→ Texto de lectura
##############################

Pero no sólo México le ha servido como fuente de inspiración, sino el tercer mundo en general. Tras un periodo de afinidad al noveau roman que abarcó hasta mediados de la década de los setenta, muchas de sus novelas han tejido su trama entre las bellezas naturales y las miserias sociales de países africanos, principalmente.
Con todo, la suya no es una pluma que denuncie, ni que registre, ni, a diferencia de otras que rozan los mismos tópicos. Sus viajes y experiencia parecen haber labrado otro tipo de discurso, menos comprometido pero también menos ingenuo, a pesar de la contradicción.
Así también se puede leer su conferencia magistral al aceptar el Nobel (El bosque de las paradojas), donde dice: “¿Por qué escribir, entonces? Desde hace ya un tiempo que el escritor no tiene la presunción de creer que va a cambiar el mundo, que dará nacimiento a través de sus novelas a un mejor modelo de vida. Más simplemente, quiere atestiguar. Mirar ese otro árbol en el bosque de paradojas. El escritor quiere ser testigo cuando no es, la mayor parte del tiempo, sino un simple voyeur.”

##############################

→ Objetivo A
Responde las siguientes preguntas sobre el texto de lectura, cada respuesta en su propia línea:
(i) ¿Hasta cuándo se extendió el periodo de afinidad al noveau roman?
(ii) ¿Qué título lleva la conferencia magistral pronunciada al aceptar el Nobel?
(iii) Según la cita, ¿qué quiere hacer el escritor, más simplemente?

→ Materiales proporcionados
##############################

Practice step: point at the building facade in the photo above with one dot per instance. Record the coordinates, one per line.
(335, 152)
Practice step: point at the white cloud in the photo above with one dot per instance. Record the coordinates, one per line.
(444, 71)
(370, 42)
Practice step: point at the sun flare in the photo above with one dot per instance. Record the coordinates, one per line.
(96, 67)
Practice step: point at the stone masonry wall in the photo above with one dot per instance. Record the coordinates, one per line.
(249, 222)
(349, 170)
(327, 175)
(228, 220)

##############################

→ Objetivo B
Edita el tramo del listado que va desde la línea que contiene "Practice step: point at the sun" hasta el final del listado, ambos extremos incluidos, sustituyendo "stone masonry wall" por "rubble stone wall" sin cambiar nada más, y entrega solo ese tramo.

→ Resultado final A
(i) Hasta mediados de la década de los setenta.
(ii) El bosque de las paradojas.
(iii) Atestiguar.

→ Resultado final B
Practice step: point at the sun flare in the photo above with one dot per instance. Record the coordinates, one per line.
(96, 67)
Practice step: point at the rubble stone wall in the photo above with one dot per instance. Record the coordinates, one per line.
(249, 222)
(349, 170)
(327, 175)
(228, 220)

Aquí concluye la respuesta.